ONU : Plaidoyer royal pour l’Afrique

Plaidoyer royal Afrique

A la tribune de la 69ème assemblée générale des Nations unies qui s’est tenue à New York, le 26 septembre dernier, la parole du Maroc a été portée par un message de SM Mohammed VI, lu par le chef du gouvernement, Abdelilah Benkirane. Ses idées-force.

Commençant par saluer le choix du thème central de cette session: «le développement humain durable, pour l’après 2015» et soulignant que ce thème «constitue l’un des défis les plus pressants pour l’humanité entière», le Roi a rapidement rappelé que «le Maroc est arrivé à mettre au point une initiative nationale pionnière pour la promotion du développement humain, parallèlement à des programmes ambitieux dans le domaine des énergies renouvelables, notamment solaire et éolienne, tenues pour être des piliers du développement durable», avant de donner le véritable ton de son message. «Je ne suis pas ici aujourd’hui pour vous faire un exposé sur l’expérience et les réalisations de mon pays. Je suis venu porteur d’un appel à l’équité pour les pays en développement, surtout en Afrique, un appel pour une approche objective de la problématique du développement dans ce continent».

Un premier appel

Et SM Mohammed VI d’entamer: «Le développement durable ne se décrète pas par des décisions ou des recettes toutes prêtes, pas plus qu’il n’existe un seul et unique modèle en la matière. En effet, chaque pays a un parcours qui lui est propre, selon son évolution historique, son patrimoine civilisationnel et ses ressources humaines et naturelles, outre ses particularités politiques et ses choix économiques, ainsi que les écueils et les défis qu’il vient à affronter. C’est dire (…) qu’il ne devrait y avoir de comparaison entre les Etats, quelle que soit la similitude des circonstances, et indépendamment de l’appartenance au même espace géographique.

-- Lignes en entrée --

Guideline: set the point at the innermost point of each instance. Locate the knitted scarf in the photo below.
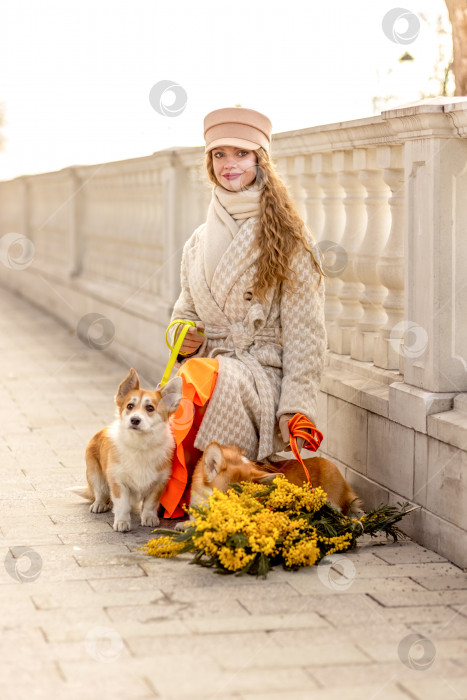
(227, 212)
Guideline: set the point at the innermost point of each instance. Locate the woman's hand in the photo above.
(193, 340)
(284, 428)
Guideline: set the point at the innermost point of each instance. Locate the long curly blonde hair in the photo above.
(281, 229)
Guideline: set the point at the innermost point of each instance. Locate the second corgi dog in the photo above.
(221, 466)
(131, 460)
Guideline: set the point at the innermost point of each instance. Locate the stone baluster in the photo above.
(390, 266)
(293, 169)
(314, 211)
(376, 234)
(334, 222)
(355, 226)
(435, 161)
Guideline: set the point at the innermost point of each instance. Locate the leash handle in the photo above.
(300, 426)
(178, 342)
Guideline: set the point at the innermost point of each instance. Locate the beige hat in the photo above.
(237, 126)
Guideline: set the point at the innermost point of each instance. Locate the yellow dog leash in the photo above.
(182, 329)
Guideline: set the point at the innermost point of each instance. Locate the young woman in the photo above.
(252, 285)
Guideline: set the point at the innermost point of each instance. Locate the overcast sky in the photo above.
(75, 76)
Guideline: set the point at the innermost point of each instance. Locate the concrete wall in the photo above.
(99, 247)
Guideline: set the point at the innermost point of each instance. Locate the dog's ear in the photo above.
(130, 383)
(171, 395)
(213, 461)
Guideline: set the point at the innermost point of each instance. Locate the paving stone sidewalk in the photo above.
(85, 614)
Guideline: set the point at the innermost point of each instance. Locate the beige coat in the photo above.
(271, 354)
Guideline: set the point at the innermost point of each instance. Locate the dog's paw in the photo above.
(150, 520)
(122, 525)
(98, 507)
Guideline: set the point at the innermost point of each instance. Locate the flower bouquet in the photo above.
(253, 527)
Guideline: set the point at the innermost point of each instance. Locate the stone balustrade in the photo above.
(386, 199)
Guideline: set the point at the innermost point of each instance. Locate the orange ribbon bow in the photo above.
(301, 426)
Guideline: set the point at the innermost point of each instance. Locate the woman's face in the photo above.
(234, 168)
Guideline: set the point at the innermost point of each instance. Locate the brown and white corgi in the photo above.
(221, 466)
(131, 460)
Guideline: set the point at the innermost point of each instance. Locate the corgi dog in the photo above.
(131, 460)
(221, 466)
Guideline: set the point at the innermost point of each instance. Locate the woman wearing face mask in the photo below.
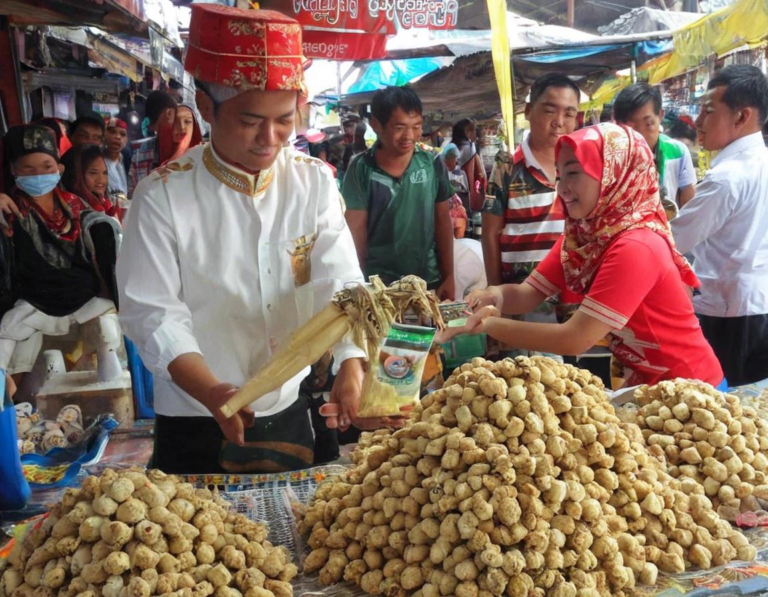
(86, 175)
(184, 135)
(62, 254)
(618, 253)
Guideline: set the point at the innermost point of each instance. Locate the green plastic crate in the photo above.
(463, 348)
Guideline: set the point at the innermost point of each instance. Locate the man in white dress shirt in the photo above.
(725, 226)
(229, 250)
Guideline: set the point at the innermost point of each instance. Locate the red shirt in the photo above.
(638, 292)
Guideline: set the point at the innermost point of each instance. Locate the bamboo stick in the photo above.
(304, 348)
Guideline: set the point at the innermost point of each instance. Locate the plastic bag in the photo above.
(14, 489)
(393, 380)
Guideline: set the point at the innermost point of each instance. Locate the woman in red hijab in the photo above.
(617, 253)
(183, 135)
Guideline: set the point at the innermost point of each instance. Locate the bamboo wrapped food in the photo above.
(365, 311)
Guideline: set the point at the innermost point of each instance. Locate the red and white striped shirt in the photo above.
(533, 218)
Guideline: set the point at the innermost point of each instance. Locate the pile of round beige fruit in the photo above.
(710, 442)
(516, 478)
(136, 534)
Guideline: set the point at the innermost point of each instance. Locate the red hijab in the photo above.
(621, 160)
(168, 151)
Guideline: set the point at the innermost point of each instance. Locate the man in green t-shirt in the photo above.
(397, 199)
(639, 106)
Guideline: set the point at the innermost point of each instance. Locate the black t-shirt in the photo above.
(54, 291)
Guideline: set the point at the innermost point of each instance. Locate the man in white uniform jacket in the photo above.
(230, 249)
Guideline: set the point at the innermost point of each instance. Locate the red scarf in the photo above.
(64, 222)
(102, 203)
(629, 199)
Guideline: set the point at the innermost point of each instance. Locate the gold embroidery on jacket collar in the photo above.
(234, 179)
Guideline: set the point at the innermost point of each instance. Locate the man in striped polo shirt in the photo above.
(521, 217)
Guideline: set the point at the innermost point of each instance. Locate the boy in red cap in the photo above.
(231, 248)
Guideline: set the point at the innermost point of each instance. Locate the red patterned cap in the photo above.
(245, 49)
(116, 123)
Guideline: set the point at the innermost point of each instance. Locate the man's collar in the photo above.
(233, 177)
(370, 155)
(524, 152)
(752, 141)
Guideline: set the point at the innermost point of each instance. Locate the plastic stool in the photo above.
(143, 384)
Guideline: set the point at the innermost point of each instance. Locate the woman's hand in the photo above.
(476, 322)
(490, 296)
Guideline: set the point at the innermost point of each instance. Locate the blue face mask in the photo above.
(38, 184)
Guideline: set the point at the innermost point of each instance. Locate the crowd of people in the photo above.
(231, 245)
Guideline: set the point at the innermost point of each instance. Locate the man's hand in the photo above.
(490, 296)
(8, 207)
(235, 426)
(341, 411)
(447, 290)
(476, 323)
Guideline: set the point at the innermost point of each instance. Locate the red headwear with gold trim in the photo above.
(246, 50)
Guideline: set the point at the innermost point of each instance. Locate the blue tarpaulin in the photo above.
(385, 73)
(569, 54)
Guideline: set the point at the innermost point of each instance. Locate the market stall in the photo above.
(517, 477)
(393, 521)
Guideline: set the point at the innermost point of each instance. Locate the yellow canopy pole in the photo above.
(502, 65)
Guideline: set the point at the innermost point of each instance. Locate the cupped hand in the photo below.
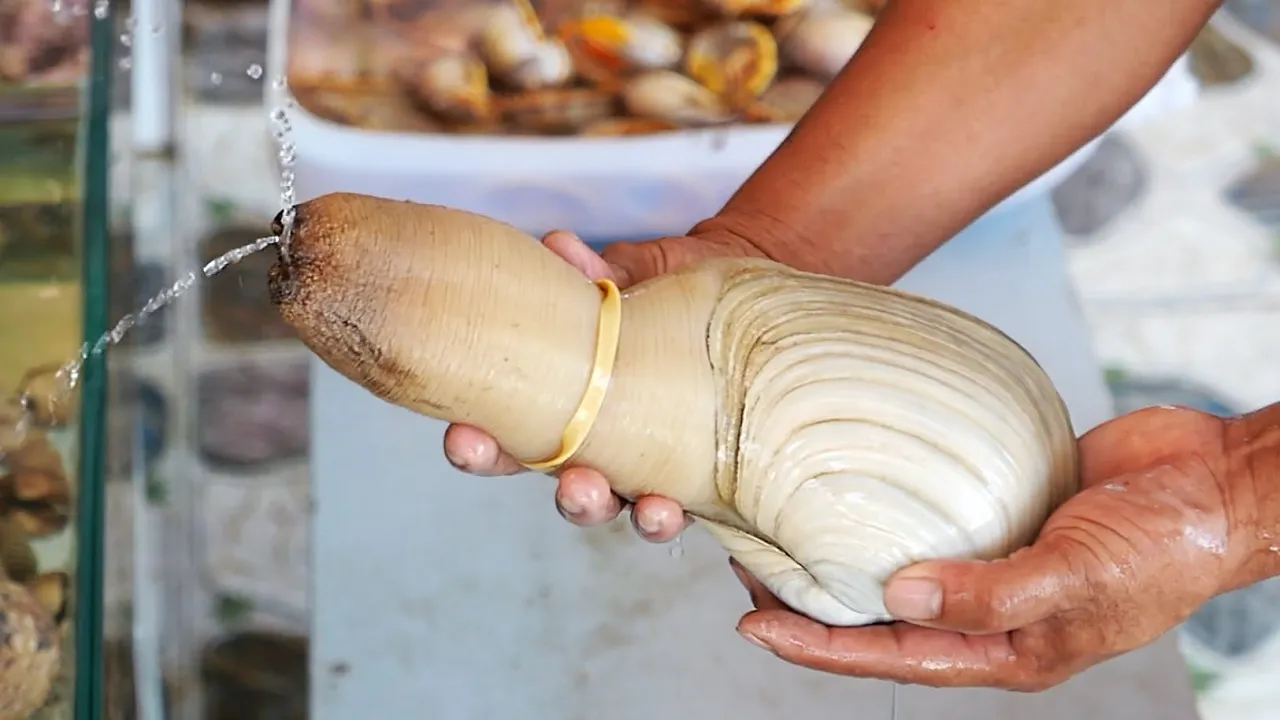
(1147, 541)
(584, 496)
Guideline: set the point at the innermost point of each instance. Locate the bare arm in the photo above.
(949, 106)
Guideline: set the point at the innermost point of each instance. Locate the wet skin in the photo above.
(1176, 506)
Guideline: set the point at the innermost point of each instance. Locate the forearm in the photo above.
(949, 106)
(1252, 481)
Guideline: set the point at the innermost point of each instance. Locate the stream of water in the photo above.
(69, 374)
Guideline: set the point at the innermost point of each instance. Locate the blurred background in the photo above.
(133, 156)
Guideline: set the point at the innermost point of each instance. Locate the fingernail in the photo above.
(755, 641)
(460, 463)
(914, 598)
(568, 506)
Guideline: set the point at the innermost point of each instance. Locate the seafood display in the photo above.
(568, 67)
(826, 432)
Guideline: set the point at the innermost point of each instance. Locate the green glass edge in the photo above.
(95, 233)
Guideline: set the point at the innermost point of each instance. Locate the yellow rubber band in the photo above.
(607, 332)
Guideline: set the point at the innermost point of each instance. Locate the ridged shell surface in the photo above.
(864, 429)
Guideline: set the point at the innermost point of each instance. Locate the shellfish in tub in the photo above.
(826, 432)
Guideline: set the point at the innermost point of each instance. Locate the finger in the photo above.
(760, 596)
(899, 652)
(984, 597)
(474, 451)
(1146, 438)
(584, 497)
(577, 254)
(658, 519)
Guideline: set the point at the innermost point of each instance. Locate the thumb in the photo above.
(636, 261)
(984, 597)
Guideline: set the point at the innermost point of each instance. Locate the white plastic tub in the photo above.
(630, 187)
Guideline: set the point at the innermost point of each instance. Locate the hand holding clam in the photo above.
(1165, 522)
(824, 432)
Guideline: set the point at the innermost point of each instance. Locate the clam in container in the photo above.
(53, 297)
(617, 121)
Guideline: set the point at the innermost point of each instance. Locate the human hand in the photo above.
(584, 496)
(1148, 540)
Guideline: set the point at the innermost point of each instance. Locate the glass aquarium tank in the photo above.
(53, 300)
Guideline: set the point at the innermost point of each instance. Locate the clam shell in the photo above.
(863, 431)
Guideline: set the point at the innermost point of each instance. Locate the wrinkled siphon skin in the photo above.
(828, 433)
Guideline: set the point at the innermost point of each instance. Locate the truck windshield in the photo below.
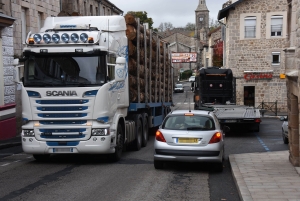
(65, 70)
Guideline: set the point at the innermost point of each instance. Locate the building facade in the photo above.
(292, 71)
(7, 87)
(256, 37)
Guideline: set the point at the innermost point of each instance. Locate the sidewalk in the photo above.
(265, 176)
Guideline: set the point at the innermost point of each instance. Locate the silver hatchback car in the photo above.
(190, 136)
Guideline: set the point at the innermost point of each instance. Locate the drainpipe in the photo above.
(99, 6)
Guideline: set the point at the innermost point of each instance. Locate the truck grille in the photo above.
(72, 115)
(63, 119)
(60, 102)
(62, 108)
(63, 122)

-- Travail demandé --
- a) Énumérez les facteurs selon lesquels, d'après l'extrait sur le discours royal à l'ONU, chaque pays a un parcours qui lui est propre.
- b) Présentez en CSV à deux colonnes, consigne et points, les lignes allant de celle qui contient «siphon skin in the photo above.» jusqu'à la fin des lignes, bornes comprises, avec une ligne par demande, chaque champ entre guillemets et les retours à la ligne remplacés par des espaces. Laissez les images de côté.
Les lignes n'ont aucun rapport avec l'extrait.

-- Réponses dans l'ordre --
- a)
- son évolution historique
- son patrimoine civilisationnel
- ses ressources humaines et naturelles
- ses particularités politiques
- ses choix économiques
- les écueils et les défis qu'il vient à affronter

- b)
consigne,points
"Guideline: set the point at the innermost point of each instance. Locate the wrinkled siphon skin in the photo above.","(828, 433)"
"Guideline: set the point at the innermost point of each instance. Locate the truck windshield in the photo below.","(65, 70)"
"Guideline: set the point at the innermost point of each instance. Locate the building facade in the photo above.","(292, 71) (7, 87) (256, 37)"
"Guideline: set the point at the innermost point of each instance. Locate the sidewalk in the photo above.","(265, 176)"
"Guideline: set the point at the innermost point of each instance. Locate the silver hatchback car in the photo above.","(190, 136)"
"Guideline: set the point at the innermost point of each instance. Locate the drainpipe in the photo above.","(99, 6)"
"Guideline: set the point at the innermost point of each instance. Locate the truck grille in the photo above.","(72, 115) (63, 119) (60, 102) (62, 108) (63, 122)"